Rewrite the passage on gesture control attention levels from "[0040] Higher attention" up to and including "level 2 event.", substituting "information" for each occurrence of "content".

**Reading passage**

+++

Event content may comprise information about the content of an
action to be performed.
[0040] Higher attention level events may therefore also include
content from the chain of earlier attention level trigger events
that led to the higher attention level. For example, an attention
level 0 event may include just the content from the attention level
0 event. An attention level 1 event may include content from the
attention level 0 event that triggered the transition to attention
level 1 and the attention level 1 event. An attention level 2 event
may include content from the attention level 0 event that triggered
the transition to attention level 1 and the attention level 1 event
that triggered the transition to attention level 2 and the
attention level 2 event.
[0041] The gesture control system may determine an action to
perform based on the trigger events at earlier attention levels
combined with the event detected at the current attention level.
For a level 1 event, the gesture control system may identify and
evaluate the content of the attention level 0 trigger event that
caused the transition to attention level 1 in combination with the
attention level 1 event to determine an action to perform. For a
level 2 event, the gesture control system may identify and evaluate
the content of the attention level 1 trigger event that caused the
transition to attention level 2 in combination with the attention
level 0 event that caused the transition to level 1 and the
attention level 2 event to determine an action to perform.
[0042] In an embodiment, attention level 0 is used only for
detecting a trigger event that activates the gesture control
system. In this embodiment, no other events other than a trigger
event from attention level 0 to attention level 1 is detected in
attention level 0. This feature helps eliminate false detections
when users are performing routine actions and are not intending to
perform actions for the gesture control system because attention
level 1 events and attention level 2 events are not monitored or
detected. A level 0 trigger event may be, for example, a user
raising their arm. Other gestures may also be used as trigger
events. Upon detection of this trigger event, the gesture control
system may transition to attention level 1 where it may monitor and
detect attention level 1 events.
[0043] Other types of inputs other than gestures may also be used
to as trigger events to activate the gesture control system out of
attention level 0. For example, a voice command such as "on" or
"attention" may be used as a trigger event. Other inputs such as
clapping may also be used as a trigger event.
[0044] In an embodiment, in attention level 1, the gesture control
system monitors for and detects gestures of users for controlling
devices. For example, a user may point at a lamp to turn it on or
off or perform a gesture towards a television to change the
channel. Optionally, attention level 1 lasts for only a few
seconds, such as 1 second, 2 seconds, 3 seconds, 4 seconds, 5
seconds, 6 seconds, 7 seconds, 8 seconds, 9 seconds, 10 seconds,
1-3 seconds, 3-5 seconds, 5-7 seconds, 7-9 seconds, or so on. When
the gesture control system transitions to attention level 1 after a
trigger event in attention level 0, it sets a timer for a set
period of time to remain in attention level 1. If no attention
level 1 event is detected by the gesture control system before the
expiration of the timer, then the gesture control system
transitions back to attention level 0. This features helps
eliminate false positives by transitioning quickly back to
attention level 0 where no events other than a trigger event are
detected.

+++

**Rows**
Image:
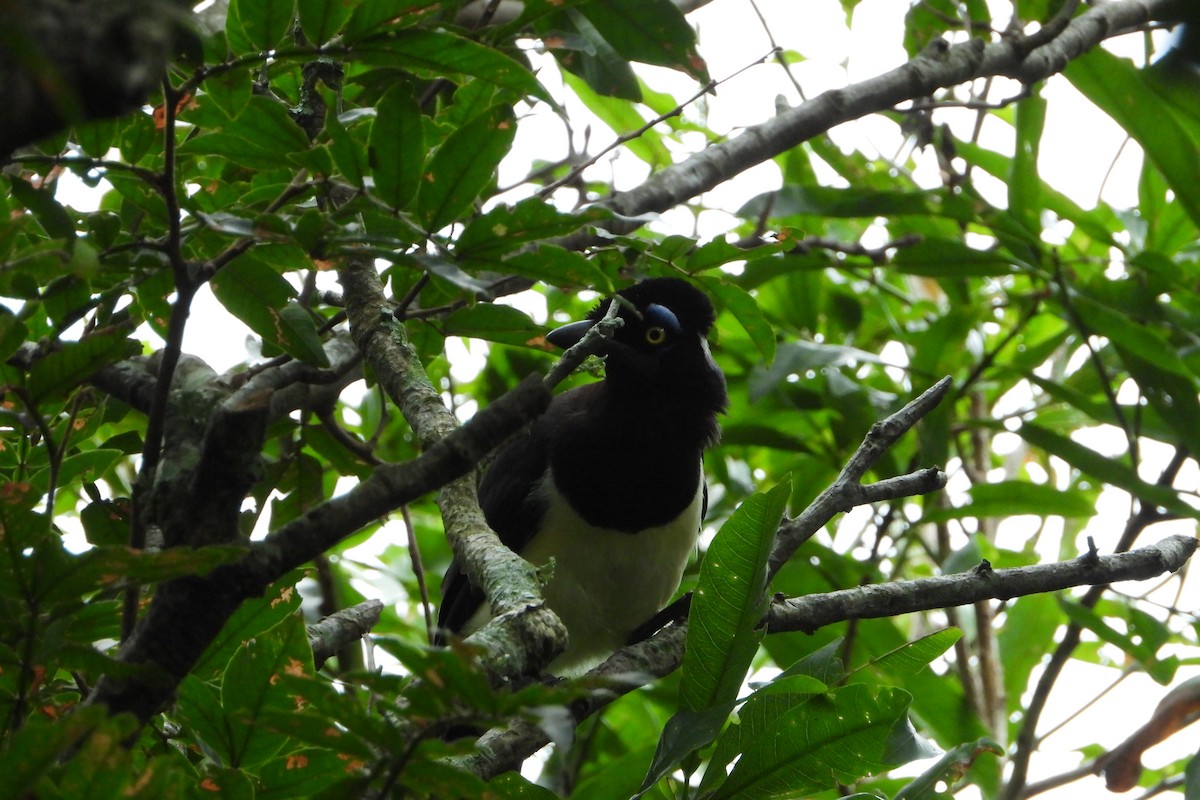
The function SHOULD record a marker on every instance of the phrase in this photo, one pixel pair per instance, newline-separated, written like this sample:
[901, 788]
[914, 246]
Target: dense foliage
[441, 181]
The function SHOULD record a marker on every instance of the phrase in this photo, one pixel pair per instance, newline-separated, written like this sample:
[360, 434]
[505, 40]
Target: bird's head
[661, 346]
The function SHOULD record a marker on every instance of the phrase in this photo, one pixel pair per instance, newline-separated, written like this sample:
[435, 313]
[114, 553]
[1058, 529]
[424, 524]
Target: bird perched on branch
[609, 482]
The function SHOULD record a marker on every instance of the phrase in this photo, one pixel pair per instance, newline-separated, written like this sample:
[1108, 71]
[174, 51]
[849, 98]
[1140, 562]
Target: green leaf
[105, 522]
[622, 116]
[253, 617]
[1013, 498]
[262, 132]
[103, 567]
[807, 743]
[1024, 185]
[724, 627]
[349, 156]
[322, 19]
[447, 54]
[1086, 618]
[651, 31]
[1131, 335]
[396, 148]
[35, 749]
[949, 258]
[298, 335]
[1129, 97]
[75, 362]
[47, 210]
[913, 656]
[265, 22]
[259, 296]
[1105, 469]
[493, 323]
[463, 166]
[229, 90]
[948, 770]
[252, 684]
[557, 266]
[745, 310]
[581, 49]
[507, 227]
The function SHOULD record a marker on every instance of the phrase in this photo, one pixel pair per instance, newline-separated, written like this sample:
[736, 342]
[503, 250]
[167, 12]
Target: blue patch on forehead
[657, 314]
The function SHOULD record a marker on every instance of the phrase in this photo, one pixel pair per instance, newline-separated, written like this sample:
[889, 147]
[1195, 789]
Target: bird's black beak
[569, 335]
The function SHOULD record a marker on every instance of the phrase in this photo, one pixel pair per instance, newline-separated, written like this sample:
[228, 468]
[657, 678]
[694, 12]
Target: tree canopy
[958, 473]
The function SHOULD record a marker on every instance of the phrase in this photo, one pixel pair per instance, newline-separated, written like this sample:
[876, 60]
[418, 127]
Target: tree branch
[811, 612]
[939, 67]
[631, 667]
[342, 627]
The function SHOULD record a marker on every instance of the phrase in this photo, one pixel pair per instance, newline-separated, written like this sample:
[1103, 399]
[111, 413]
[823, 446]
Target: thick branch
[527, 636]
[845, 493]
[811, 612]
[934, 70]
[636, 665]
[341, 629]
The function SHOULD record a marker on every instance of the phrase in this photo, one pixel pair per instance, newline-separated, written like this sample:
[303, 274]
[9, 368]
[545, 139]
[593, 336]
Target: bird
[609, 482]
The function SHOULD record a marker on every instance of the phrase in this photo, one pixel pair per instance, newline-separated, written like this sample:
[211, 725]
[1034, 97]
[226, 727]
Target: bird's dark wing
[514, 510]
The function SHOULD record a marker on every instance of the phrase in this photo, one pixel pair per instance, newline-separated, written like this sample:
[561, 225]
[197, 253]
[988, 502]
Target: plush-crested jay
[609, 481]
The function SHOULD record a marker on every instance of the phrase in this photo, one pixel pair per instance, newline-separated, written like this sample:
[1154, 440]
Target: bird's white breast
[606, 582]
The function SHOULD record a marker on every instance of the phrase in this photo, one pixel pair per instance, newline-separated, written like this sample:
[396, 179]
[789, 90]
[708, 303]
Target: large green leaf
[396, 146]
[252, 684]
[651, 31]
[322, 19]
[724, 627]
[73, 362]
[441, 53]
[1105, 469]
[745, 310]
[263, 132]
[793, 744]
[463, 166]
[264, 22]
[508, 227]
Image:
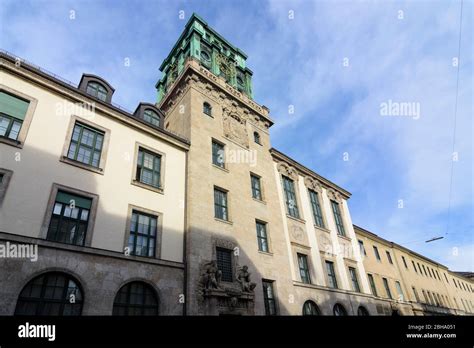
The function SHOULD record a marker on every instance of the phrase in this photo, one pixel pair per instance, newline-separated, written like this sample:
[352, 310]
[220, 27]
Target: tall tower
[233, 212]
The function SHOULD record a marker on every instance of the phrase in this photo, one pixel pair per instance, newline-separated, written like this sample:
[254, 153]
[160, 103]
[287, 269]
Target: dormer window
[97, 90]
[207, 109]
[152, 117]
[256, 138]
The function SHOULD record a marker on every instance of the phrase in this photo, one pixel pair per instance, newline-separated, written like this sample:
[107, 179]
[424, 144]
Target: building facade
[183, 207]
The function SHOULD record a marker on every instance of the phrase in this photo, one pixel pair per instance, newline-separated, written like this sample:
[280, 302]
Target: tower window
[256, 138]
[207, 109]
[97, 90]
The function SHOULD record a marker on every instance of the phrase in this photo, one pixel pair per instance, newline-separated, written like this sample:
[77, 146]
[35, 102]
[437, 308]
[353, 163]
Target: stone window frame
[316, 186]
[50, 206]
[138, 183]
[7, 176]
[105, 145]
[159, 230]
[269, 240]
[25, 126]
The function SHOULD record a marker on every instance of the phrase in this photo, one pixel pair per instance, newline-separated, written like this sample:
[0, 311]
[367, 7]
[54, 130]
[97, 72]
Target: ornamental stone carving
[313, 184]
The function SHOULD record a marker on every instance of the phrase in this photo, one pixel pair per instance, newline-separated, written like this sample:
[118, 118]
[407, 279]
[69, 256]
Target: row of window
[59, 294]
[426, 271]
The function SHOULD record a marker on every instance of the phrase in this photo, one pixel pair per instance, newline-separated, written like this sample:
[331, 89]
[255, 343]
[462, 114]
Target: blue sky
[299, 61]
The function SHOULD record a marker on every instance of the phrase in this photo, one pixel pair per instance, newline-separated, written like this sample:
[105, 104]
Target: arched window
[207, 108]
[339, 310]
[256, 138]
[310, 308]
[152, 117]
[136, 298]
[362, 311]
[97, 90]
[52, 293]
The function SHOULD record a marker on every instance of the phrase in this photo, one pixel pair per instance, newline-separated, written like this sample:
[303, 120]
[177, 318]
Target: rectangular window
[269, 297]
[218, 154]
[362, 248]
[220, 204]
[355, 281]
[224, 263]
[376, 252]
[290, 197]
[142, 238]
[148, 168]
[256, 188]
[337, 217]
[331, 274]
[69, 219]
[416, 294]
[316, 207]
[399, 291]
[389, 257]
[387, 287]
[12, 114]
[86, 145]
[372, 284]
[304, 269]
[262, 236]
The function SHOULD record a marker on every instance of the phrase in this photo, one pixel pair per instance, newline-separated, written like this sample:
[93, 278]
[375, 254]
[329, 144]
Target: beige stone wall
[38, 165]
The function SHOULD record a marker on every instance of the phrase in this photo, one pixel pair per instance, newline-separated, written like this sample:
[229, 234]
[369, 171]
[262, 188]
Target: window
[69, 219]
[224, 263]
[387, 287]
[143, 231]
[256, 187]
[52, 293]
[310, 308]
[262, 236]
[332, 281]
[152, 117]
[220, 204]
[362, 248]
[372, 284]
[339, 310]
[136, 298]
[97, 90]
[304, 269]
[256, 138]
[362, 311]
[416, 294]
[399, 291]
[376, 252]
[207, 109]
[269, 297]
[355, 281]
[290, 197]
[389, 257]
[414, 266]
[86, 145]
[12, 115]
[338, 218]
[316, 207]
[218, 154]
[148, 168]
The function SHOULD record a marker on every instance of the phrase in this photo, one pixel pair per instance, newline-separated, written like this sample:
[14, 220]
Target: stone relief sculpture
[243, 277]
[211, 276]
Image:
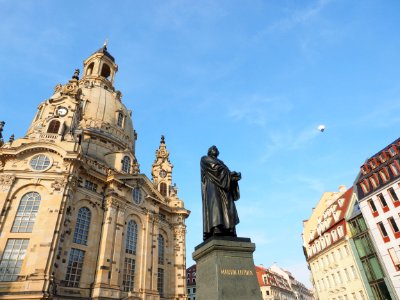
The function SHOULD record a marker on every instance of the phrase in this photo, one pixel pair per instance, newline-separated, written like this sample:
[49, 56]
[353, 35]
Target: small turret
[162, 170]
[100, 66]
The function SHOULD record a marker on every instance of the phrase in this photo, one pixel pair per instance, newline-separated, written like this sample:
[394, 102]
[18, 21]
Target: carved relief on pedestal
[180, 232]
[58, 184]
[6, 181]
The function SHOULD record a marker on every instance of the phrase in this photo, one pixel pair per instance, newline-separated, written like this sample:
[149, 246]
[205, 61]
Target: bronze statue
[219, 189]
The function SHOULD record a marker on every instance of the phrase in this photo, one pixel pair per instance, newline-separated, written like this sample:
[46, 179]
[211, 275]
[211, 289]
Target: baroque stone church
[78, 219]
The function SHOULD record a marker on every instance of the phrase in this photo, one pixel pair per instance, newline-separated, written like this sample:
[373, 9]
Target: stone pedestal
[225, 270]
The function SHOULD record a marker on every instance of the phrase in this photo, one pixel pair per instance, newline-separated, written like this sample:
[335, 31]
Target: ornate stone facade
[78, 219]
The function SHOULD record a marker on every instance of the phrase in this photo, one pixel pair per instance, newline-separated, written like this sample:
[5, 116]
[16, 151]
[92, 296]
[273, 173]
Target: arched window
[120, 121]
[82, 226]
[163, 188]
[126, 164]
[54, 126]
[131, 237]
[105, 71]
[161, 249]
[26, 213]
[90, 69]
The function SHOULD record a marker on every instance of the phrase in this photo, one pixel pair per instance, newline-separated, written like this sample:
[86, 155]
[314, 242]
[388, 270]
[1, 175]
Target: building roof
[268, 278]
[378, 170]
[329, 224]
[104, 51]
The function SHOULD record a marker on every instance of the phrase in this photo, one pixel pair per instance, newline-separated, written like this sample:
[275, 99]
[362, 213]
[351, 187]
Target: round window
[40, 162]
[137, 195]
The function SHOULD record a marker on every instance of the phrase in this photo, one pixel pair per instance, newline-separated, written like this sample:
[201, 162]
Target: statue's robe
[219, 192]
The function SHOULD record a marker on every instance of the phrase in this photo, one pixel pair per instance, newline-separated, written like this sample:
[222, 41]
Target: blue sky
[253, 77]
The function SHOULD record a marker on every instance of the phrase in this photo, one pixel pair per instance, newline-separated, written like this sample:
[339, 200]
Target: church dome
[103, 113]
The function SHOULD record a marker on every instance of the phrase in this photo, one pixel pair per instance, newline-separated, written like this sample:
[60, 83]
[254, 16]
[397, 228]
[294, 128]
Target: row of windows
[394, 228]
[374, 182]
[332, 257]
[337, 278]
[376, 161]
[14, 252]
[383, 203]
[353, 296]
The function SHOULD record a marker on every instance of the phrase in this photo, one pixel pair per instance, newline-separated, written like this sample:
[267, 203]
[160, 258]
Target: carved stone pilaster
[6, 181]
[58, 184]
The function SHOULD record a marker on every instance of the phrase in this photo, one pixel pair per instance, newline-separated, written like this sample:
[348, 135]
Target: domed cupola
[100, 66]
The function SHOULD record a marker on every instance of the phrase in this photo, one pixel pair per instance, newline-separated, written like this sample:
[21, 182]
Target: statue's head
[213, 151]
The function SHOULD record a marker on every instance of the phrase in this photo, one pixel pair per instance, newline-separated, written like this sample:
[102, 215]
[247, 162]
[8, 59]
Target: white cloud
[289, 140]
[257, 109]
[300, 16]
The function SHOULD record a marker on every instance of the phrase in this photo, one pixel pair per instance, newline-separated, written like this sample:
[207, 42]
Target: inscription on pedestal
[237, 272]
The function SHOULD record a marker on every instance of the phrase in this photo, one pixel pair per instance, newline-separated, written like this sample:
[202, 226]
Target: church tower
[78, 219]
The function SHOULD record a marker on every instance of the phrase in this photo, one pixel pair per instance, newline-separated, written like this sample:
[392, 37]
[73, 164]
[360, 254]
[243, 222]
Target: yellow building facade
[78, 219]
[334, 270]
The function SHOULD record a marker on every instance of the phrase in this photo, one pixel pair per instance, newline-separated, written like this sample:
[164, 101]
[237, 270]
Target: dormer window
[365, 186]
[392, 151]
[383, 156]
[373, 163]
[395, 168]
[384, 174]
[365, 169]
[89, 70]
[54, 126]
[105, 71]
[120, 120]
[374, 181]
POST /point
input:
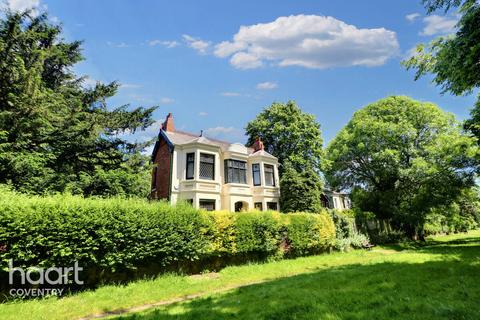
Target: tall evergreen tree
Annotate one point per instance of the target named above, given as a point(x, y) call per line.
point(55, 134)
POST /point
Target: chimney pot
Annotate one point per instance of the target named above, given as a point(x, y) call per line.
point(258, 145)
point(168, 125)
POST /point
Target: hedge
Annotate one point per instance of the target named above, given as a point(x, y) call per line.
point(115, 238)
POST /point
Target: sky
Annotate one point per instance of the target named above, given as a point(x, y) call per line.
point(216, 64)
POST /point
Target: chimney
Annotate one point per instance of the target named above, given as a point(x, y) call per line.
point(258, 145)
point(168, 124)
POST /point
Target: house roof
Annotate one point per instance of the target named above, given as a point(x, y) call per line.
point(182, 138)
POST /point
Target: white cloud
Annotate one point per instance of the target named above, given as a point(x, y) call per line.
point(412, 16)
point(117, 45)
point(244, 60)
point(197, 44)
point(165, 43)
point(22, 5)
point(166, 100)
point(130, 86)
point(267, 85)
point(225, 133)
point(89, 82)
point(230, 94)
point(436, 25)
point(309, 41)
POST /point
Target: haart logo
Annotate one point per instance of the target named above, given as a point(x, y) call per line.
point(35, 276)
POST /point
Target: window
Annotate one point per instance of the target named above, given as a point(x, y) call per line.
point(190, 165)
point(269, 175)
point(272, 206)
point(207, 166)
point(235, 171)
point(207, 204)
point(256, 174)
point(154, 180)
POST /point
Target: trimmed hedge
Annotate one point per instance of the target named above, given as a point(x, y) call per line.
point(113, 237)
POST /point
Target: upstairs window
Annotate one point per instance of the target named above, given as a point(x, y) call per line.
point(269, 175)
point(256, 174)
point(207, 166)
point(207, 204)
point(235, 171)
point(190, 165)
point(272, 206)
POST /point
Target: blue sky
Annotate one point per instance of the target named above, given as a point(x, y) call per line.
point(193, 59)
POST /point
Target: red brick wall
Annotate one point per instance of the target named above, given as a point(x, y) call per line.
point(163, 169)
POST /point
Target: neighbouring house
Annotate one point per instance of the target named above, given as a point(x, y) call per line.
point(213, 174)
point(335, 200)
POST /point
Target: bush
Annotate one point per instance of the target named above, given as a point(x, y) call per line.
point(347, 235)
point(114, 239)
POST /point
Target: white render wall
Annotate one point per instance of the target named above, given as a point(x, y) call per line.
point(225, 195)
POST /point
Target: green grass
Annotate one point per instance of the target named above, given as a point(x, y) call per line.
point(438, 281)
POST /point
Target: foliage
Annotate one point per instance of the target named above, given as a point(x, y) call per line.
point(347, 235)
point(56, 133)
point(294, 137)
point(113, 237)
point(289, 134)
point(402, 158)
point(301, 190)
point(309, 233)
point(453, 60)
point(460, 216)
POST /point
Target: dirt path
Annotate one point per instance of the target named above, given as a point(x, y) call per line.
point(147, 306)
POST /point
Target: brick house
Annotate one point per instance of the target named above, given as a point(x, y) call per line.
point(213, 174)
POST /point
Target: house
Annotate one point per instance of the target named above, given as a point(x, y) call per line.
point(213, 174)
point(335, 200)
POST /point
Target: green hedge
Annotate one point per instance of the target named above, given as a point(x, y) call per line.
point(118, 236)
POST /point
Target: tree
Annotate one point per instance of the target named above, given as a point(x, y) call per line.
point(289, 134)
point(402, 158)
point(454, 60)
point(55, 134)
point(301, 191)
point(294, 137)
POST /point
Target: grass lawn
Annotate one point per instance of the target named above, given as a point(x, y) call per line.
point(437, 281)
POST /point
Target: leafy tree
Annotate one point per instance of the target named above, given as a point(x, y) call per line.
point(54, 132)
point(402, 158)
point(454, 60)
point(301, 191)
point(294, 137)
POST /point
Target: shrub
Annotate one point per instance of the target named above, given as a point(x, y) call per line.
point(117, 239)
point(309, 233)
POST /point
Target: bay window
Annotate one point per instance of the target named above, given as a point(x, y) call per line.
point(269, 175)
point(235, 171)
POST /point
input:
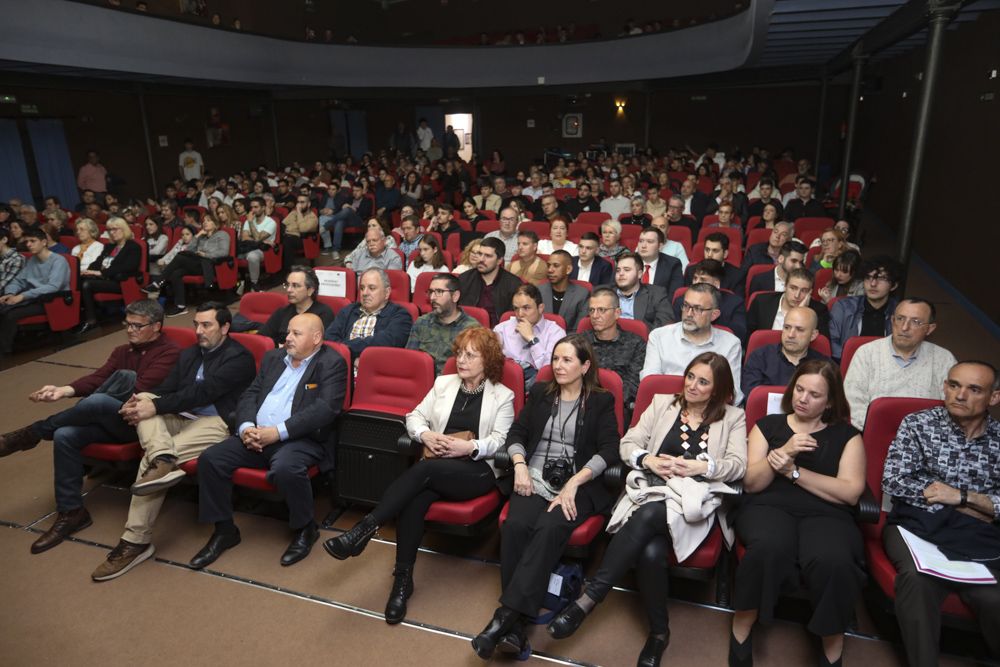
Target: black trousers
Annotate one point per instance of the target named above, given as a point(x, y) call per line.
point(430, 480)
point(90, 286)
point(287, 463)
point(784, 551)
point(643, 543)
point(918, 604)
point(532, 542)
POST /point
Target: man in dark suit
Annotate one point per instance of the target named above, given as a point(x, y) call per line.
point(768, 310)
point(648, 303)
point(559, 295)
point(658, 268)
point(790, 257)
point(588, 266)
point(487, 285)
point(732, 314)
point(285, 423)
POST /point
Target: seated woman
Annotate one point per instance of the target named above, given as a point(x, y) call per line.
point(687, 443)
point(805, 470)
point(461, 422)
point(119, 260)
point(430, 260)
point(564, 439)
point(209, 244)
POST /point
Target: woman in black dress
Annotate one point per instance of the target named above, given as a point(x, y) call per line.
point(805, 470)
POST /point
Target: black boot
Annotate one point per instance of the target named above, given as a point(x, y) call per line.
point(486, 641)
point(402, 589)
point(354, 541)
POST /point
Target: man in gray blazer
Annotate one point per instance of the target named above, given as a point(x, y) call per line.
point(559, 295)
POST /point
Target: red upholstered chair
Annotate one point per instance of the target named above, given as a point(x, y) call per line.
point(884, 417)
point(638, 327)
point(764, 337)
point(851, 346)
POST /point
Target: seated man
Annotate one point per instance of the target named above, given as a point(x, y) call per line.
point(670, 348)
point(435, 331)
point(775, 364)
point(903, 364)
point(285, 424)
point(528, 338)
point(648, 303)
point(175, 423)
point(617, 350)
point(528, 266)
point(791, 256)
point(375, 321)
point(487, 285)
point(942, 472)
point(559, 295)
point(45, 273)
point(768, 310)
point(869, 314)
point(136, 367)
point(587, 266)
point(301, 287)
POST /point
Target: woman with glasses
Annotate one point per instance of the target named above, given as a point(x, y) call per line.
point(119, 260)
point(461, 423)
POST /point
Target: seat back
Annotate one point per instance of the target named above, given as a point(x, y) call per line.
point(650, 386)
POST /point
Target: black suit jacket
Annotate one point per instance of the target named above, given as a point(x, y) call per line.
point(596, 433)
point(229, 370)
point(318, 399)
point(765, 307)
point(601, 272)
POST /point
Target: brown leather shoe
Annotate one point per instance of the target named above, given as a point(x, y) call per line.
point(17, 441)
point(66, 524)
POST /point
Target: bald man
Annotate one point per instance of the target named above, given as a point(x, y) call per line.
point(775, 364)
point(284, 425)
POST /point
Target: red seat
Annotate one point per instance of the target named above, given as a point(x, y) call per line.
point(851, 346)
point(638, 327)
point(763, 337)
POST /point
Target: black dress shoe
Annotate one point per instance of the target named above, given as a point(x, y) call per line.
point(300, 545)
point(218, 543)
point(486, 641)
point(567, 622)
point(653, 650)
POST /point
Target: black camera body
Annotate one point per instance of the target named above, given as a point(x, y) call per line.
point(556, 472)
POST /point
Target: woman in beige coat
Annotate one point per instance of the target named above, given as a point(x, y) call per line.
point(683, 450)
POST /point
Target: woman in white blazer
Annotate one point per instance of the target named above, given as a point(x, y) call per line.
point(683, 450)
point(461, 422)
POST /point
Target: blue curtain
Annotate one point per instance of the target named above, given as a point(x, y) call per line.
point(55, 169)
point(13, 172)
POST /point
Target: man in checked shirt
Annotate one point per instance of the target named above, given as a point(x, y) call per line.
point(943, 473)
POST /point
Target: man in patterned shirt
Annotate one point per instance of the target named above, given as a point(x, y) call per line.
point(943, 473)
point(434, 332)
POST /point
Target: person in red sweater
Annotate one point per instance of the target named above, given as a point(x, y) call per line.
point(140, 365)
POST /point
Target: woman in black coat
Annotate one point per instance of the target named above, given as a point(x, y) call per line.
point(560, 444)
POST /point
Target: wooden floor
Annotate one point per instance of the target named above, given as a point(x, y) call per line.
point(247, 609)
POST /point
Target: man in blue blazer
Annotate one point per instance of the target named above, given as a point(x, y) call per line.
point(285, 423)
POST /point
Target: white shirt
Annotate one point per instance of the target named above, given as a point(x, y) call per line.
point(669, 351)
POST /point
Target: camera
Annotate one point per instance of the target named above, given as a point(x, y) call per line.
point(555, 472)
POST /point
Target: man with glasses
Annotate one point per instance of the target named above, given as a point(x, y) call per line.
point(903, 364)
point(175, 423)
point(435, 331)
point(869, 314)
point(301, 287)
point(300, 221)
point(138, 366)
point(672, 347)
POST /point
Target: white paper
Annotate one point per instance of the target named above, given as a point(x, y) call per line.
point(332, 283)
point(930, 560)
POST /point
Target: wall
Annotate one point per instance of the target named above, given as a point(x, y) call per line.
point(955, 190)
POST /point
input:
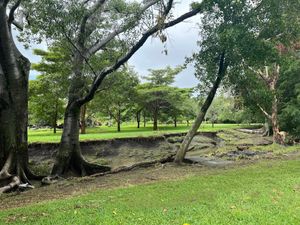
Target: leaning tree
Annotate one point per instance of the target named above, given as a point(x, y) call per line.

+++

**Response**
[0040] Higher attention level events may therefore also include
information from the chain of earlier attention level trigger events
that led to the higher attention level. For example, an attention
level 0 event may include just the information from the attention level
0 event. An attention level 1 event may include information from the
attention level 0 event that triggered the transition to attention
level 1 and the attention level 1 event. An attention level 2 event
may include information from the attention level 0 event that triggered
the transition to attention level 1 and the attention level 1 event
that triggered the transition to attention level 2 and the
attention level 2 event.